### Given text:
A compilation of quotations on a variety of issues by national, state and regional writers, well-known personalities, just plain everyday people and from various publications collected by the editors of THE ADVANCE.

Quotes for our Times:

Terence P. Jeffrey, editor-in-chief of CNSnews.com: Record taxes aren't enough for Biden.

If Biden were to succeed in increasing the corporation income tax to 28%, it would impose increased costs on every American consumer who purchases products — with their own after-tax income — from the corporations Biden targets.

If Biden increases the federal tax on corporations that make automobiles, it will increase the prices Americans pay for cars.

If Biden increases the federal tax on corporations that produce food products and own grocery stores, it will increase what Americans must pay to feed their families.

Biden is not a champion of the middle class. He is a champion of big government.

Rajan Laad, writer for American Thinker: Despite calls to resolve income disparity, Biden and Harris donate very little to charity.

Despite never making any tall claims to virtue, it was President Donald Trump who donated his salary to various initiatives of national significance. The first $100,000 went to the National Park Service. Subsequently, he donated to various federal departments. Trump donated the last two-quarters of his 2019 salary and the first quarter of his 2020 salary to the Department of Health and Human Service specifically for COVID-19 and the U.S. opioid crisis. …

Biden and Harris’s paltry charity donations should be another wake-up call for voters regarding Democrat hypocrisy. Judge them solely by what they do, not by what they claim, and vote them out.

### Assignment 1:
According to the quotations compilation, to what rate would Biden seek to raise the corporation income tax?
### Assignment 2:
Update the quotations compilation from "If Biden increases the federal tax on corporations that make" up to and including "of big government.", replacing "grocery stores" with "supermarkets".

(Image point grounding data)
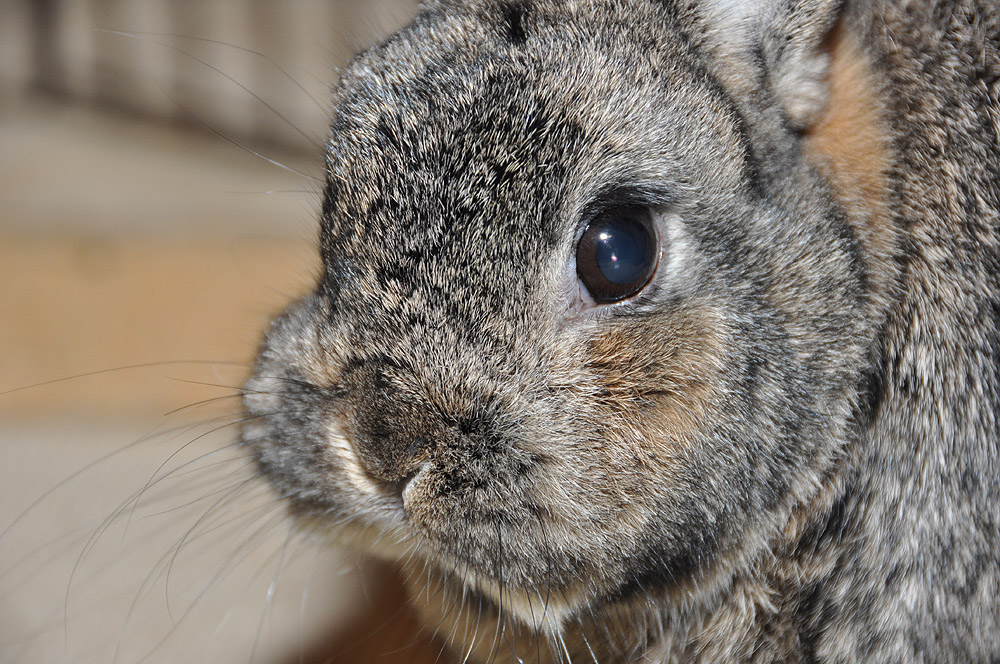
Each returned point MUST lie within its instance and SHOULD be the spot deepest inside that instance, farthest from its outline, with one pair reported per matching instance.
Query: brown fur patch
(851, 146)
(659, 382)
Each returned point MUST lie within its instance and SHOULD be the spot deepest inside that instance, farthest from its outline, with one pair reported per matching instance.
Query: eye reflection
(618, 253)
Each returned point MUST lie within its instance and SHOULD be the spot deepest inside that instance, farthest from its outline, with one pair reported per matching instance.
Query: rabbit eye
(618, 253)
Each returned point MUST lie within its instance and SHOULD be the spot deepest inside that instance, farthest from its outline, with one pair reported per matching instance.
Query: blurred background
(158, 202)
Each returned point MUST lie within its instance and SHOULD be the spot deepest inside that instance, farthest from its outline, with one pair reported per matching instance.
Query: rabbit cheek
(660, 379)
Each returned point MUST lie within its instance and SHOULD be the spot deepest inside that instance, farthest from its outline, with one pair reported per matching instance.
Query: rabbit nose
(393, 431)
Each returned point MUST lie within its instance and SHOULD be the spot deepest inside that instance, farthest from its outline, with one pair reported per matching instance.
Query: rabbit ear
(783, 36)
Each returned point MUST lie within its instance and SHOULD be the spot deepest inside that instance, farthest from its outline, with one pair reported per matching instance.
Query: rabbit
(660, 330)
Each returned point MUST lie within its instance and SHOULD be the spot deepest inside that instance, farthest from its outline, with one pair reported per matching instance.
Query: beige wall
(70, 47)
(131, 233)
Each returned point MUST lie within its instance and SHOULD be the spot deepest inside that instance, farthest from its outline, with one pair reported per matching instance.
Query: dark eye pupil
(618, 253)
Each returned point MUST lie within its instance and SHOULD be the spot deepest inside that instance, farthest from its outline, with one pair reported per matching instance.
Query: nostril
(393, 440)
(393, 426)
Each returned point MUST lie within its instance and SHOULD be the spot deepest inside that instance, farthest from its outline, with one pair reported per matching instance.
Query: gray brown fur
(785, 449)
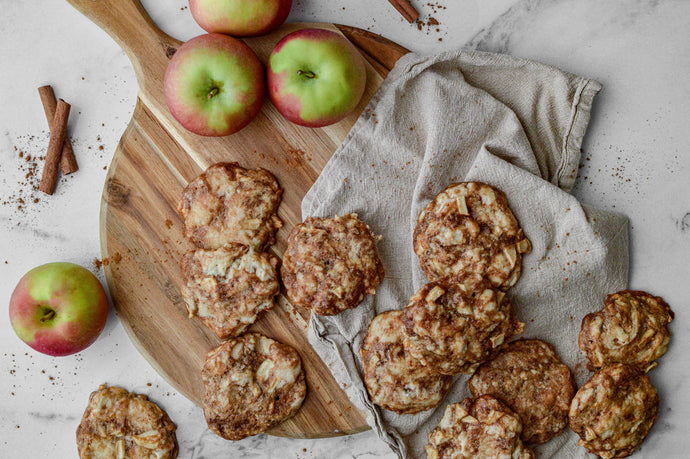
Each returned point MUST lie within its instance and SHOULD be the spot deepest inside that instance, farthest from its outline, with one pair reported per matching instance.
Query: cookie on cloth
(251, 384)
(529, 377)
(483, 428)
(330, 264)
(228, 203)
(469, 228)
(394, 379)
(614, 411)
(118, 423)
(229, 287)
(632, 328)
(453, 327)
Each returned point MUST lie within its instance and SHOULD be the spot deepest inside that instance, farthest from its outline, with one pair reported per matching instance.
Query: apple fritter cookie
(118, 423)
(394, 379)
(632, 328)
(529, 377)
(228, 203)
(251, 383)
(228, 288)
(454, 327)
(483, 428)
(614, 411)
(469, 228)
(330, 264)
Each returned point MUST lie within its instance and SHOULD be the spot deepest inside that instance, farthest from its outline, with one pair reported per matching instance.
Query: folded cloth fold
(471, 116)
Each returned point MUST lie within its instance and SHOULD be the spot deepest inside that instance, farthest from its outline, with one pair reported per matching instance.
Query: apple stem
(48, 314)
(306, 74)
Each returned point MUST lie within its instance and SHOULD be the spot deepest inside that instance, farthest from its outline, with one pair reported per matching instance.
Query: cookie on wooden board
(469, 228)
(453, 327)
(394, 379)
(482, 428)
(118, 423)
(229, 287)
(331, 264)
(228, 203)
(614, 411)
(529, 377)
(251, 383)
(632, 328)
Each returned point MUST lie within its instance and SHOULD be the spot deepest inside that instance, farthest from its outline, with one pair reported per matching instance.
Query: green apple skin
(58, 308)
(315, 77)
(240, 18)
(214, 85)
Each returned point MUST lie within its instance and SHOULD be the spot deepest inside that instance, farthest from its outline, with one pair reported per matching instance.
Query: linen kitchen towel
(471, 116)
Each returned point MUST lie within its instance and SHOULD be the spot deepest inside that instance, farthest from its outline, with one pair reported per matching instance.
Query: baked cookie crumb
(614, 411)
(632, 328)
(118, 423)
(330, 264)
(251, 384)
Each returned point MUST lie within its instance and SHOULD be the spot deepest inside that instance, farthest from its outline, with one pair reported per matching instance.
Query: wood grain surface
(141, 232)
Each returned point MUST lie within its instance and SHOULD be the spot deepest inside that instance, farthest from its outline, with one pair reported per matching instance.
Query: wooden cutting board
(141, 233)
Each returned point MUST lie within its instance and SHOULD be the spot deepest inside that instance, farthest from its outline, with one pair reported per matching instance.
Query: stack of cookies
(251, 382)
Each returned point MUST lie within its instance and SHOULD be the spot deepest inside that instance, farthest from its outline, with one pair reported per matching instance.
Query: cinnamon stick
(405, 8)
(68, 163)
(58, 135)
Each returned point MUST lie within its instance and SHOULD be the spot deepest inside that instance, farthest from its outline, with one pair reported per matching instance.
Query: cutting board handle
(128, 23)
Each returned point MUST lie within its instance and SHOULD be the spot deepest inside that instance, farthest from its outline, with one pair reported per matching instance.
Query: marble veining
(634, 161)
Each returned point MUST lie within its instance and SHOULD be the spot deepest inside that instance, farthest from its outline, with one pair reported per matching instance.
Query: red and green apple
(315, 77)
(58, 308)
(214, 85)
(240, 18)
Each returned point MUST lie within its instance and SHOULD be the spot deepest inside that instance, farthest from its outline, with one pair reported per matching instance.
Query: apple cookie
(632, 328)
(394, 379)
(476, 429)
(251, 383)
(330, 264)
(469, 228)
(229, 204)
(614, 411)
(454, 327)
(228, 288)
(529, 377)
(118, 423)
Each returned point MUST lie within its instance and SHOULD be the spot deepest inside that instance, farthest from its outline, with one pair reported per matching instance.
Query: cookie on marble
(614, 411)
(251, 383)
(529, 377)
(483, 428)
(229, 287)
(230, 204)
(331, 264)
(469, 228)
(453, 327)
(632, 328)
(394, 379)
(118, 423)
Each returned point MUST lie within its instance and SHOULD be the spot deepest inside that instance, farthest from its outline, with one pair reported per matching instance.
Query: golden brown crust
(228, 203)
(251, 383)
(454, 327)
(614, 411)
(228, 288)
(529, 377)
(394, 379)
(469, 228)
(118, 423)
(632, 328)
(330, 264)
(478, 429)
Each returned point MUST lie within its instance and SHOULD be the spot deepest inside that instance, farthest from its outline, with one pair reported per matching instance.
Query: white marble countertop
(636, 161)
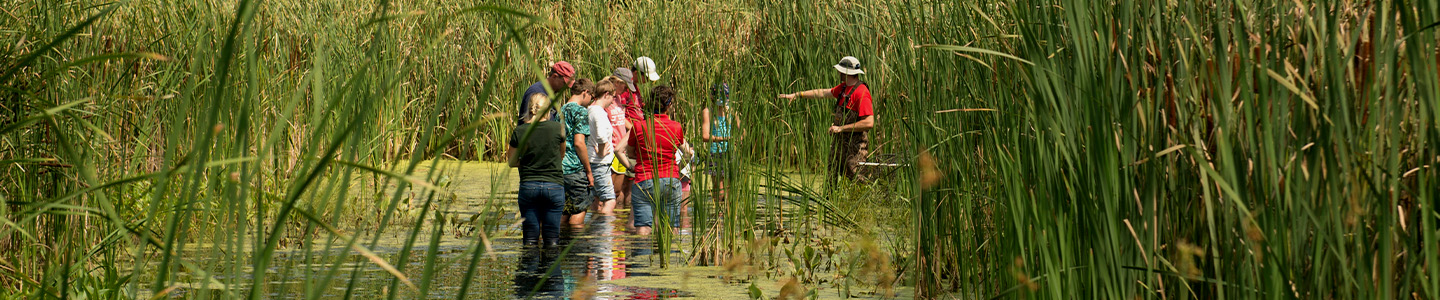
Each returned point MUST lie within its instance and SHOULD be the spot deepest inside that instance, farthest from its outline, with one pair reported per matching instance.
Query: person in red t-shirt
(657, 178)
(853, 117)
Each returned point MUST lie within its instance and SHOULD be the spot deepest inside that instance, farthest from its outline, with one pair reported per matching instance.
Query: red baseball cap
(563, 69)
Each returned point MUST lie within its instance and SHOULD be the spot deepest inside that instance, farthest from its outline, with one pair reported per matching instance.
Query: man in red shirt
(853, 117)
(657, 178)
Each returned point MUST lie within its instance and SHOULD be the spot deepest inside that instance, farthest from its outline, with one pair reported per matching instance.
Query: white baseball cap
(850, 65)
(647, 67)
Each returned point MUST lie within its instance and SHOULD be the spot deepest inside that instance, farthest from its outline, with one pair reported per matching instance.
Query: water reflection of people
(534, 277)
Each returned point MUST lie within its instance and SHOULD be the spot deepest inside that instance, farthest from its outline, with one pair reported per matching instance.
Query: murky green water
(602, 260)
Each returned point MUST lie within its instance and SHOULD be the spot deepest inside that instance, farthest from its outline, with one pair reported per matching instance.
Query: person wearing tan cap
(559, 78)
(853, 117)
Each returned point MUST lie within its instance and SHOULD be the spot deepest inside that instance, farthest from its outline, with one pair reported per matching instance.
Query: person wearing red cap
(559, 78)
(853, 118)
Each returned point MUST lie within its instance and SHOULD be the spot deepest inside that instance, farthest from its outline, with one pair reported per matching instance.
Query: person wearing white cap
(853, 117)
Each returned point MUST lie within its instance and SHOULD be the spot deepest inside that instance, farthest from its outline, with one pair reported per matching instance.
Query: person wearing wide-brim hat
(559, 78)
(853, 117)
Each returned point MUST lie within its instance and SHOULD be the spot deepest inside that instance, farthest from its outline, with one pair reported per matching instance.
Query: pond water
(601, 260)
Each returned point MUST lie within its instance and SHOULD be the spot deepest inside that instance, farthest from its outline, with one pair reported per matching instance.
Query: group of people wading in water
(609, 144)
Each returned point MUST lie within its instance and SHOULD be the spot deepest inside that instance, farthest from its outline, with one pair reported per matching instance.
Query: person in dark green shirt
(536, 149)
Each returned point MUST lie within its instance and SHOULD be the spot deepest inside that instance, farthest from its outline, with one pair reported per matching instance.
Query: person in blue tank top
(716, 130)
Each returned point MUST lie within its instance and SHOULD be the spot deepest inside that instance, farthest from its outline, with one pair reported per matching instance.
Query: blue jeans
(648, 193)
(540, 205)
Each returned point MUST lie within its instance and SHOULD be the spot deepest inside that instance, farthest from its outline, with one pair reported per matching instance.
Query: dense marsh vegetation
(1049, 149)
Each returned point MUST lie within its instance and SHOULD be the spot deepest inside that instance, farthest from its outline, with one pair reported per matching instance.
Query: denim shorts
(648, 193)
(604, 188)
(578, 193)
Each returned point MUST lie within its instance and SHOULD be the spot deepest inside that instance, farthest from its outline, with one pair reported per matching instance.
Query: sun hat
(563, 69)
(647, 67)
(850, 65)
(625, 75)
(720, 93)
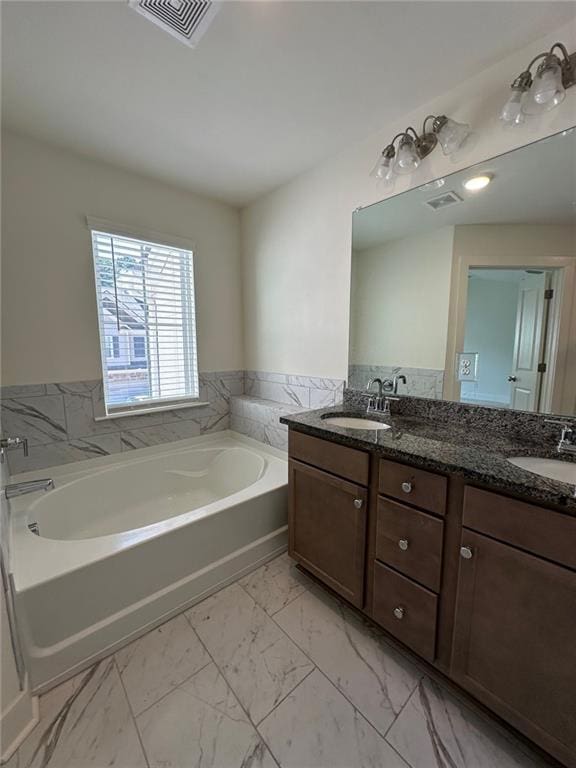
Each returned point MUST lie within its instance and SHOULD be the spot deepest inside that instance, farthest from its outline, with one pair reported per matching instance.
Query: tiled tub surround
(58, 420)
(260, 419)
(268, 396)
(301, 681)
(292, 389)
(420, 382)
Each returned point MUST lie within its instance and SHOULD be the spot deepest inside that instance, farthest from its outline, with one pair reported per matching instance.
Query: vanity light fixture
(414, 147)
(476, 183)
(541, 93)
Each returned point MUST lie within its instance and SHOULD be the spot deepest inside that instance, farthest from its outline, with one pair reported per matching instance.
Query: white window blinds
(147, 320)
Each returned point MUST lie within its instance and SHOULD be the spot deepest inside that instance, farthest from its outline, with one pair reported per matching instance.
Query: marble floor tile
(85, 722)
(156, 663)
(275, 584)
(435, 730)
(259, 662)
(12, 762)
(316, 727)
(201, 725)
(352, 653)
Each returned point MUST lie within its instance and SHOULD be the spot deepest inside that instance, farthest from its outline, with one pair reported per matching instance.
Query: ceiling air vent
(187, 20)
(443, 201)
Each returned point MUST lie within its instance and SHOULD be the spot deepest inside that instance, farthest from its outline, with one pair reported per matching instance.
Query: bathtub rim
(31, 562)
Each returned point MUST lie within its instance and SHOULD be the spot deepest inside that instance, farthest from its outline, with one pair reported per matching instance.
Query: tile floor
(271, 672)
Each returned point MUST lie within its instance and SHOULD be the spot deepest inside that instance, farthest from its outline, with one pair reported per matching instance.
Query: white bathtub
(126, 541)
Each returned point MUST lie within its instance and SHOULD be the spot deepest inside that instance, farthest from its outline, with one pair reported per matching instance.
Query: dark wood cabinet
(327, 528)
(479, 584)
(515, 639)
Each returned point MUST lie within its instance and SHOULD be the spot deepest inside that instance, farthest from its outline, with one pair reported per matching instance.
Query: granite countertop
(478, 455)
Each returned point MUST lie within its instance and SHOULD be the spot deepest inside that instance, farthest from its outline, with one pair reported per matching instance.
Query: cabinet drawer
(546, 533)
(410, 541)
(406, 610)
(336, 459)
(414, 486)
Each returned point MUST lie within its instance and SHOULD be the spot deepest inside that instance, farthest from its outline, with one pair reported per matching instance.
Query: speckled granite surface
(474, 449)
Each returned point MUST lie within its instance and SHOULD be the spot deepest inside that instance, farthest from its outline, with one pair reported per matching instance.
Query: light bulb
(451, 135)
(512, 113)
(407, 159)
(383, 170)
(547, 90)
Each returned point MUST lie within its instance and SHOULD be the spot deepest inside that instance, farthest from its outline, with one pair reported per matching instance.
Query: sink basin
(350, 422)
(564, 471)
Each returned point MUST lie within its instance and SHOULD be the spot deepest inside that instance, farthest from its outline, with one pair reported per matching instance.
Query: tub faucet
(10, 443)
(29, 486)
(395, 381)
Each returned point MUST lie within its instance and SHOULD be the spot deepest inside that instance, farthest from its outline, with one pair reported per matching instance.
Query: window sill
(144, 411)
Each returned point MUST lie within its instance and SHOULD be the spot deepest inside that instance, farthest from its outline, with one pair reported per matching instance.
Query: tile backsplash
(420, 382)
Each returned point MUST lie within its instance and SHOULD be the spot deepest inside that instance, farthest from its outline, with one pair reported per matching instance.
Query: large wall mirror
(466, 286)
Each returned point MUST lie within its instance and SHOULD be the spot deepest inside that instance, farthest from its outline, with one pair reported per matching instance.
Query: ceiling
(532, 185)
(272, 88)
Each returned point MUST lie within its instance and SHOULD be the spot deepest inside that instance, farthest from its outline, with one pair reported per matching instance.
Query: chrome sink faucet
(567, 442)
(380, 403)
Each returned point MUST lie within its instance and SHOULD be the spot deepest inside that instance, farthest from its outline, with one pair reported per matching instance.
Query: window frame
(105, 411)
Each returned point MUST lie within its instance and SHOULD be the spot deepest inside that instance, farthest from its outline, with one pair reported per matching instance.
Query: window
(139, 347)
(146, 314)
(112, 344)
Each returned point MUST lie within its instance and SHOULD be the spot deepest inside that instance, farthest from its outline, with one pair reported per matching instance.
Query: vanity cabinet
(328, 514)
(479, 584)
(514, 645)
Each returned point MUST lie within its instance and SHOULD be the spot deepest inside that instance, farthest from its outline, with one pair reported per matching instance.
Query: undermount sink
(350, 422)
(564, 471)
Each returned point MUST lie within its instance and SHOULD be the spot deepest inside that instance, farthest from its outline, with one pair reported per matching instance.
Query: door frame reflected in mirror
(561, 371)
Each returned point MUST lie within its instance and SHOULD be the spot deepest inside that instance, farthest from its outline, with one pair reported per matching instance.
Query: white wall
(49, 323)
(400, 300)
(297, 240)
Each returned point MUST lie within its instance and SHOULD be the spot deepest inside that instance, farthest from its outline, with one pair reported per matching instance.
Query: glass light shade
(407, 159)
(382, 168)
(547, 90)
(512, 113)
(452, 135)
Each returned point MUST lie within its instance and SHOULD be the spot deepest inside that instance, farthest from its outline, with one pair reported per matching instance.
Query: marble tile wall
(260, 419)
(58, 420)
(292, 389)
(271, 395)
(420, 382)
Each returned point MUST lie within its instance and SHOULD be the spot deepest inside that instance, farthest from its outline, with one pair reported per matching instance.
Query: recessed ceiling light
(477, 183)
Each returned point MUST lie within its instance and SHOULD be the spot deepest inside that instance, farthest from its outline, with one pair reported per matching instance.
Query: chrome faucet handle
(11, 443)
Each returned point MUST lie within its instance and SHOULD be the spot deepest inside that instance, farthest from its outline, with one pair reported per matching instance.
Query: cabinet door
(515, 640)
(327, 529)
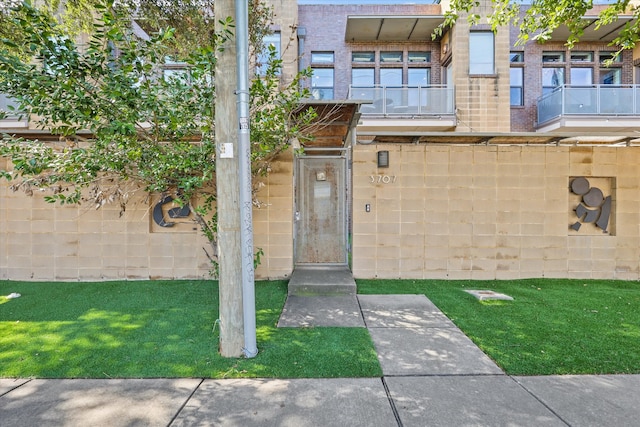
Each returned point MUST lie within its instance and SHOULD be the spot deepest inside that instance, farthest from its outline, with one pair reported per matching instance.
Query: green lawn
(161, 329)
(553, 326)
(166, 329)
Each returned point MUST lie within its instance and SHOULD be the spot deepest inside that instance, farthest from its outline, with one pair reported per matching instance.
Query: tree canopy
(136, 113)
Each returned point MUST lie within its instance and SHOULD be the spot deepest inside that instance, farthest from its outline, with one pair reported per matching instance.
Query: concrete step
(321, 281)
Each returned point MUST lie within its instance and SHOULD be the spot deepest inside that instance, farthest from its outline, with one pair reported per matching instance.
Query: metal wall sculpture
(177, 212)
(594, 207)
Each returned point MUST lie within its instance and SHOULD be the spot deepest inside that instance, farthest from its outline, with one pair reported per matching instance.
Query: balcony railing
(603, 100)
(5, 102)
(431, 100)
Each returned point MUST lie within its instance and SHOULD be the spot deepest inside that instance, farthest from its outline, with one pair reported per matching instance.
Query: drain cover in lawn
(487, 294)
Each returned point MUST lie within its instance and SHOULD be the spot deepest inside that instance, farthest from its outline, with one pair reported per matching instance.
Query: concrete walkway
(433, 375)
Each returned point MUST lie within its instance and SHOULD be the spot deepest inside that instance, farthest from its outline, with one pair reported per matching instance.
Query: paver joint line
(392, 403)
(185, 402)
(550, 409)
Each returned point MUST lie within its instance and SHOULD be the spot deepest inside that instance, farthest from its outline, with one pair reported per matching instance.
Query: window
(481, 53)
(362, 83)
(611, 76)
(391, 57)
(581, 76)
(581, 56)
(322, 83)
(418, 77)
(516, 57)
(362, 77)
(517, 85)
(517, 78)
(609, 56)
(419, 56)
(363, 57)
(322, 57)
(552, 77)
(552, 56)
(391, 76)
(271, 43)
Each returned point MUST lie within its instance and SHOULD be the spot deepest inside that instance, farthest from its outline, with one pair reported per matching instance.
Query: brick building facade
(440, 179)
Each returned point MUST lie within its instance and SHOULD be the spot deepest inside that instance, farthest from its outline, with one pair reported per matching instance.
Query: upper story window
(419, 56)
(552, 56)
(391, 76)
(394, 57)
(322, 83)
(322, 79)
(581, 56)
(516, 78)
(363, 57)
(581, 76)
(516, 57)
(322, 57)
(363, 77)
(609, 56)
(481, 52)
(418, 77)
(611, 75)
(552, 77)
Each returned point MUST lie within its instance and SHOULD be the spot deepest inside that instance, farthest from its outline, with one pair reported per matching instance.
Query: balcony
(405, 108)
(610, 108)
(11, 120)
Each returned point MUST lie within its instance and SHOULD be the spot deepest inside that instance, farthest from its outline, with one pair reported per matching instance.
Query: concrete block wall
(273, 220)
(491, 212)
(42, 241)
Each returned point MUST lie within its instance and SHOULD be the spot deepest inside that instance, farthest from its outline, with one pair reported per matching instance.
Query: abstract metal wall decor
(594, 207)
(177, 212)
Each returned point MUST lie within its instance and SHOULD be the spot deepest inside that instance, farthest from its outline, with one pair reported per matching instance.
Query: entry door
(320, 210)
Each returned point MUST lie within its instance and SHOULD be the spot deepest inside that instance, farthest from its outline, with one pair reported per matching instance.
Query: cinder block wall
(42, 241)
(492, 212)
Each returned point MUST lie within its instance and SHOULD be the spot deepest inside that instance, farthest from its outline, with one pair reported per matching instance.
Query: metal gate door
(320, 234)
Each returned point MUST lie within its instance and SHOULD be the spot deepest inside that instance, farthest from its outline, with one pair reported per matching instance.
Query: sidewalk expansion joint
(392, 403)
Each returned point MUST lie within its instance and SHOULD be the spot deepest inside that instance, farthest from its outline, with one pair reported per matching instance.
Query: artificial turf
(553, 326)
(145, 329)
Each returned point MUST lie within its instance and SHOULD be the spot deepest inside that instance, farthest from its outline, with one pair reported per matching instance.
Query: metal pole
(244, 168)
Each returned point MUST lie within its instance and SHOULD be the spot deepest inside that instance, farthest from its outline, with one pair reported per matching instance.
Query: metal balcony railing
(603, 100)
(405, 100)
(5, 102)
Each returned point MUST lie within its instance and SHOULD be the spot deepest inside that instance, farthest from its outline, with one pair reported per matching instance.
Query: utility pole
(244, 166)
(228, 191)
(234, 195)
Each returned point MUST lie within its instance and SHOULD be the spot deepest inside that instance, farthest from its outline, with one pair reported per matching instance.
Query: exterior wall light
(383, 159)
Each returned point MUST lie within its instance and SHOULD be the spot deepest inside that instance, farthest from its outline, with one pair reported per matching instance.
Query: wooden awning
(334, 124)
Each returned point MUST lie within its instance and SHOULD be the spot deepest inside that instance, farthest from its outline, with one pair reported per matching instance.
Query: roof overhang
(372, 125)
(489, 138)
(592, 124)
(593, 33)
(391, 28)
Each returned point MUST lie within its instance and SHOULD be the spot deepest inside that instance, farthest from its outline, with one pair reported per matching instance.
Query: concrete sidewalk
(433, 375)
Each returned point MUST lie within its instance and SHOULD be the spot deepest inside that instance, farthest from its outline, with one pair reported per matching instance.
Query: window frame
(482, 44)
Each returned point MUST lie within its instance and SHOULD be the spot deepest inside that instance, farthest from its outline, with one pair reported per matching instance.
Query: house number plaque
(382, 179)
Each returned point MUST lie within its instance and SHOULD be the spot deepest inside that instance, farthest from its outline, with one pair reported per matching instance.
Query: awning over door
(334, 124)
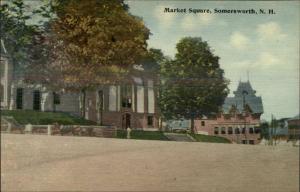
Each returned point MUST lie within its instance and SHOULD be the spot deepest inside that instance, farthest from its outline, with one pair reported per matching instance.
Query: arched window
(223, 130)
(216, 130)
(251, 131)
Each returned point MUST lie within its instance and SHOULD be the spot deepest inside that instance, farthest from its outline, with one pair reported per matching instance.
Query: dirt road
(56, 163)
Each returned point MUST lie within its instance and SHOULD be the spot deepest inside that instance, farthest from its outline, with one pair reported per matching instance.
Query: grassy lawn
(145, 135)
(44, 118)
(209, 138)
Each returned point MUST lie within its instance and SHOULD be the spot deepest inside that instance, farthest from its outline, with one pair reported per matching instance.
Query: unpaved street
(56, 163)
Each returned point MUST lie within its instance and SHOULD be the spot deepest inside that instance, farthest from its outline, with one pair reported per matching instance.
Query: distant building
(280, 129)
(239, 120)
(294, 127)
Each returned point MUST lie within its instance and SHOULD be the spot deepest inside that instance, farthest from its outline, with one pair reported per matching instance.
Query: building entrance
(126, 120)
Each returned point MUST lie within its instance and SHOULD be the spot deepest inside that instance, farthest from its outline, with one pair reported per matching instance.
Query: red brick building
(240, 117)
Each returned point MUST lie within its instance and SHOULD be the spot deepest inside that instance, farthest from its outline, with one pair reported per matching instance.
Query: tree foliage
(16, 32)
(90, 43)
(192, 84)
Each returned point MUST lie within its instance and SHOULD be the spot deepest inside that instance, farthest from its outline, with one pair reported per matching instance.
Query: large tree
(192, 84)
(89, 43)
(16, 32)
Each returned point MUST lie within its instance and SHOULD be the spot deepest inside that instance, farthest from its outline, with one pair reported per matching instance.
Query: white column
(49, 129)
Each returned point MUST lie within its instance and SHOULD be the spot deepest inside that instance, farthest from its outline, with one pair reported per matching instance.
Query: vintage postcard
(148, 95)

### Worked solution 1:
28%

### Worked solution 2:
If Biden increases the federal tax on corporations that make automobiles, it will increase the prices Americans pay for cars.

If Biden increases the federal tax on corporations that produce food products and own supermarkets, it will increase what Americans must pay to feed their families.

Biden is not a champion of the middle class. He is a champion of big government.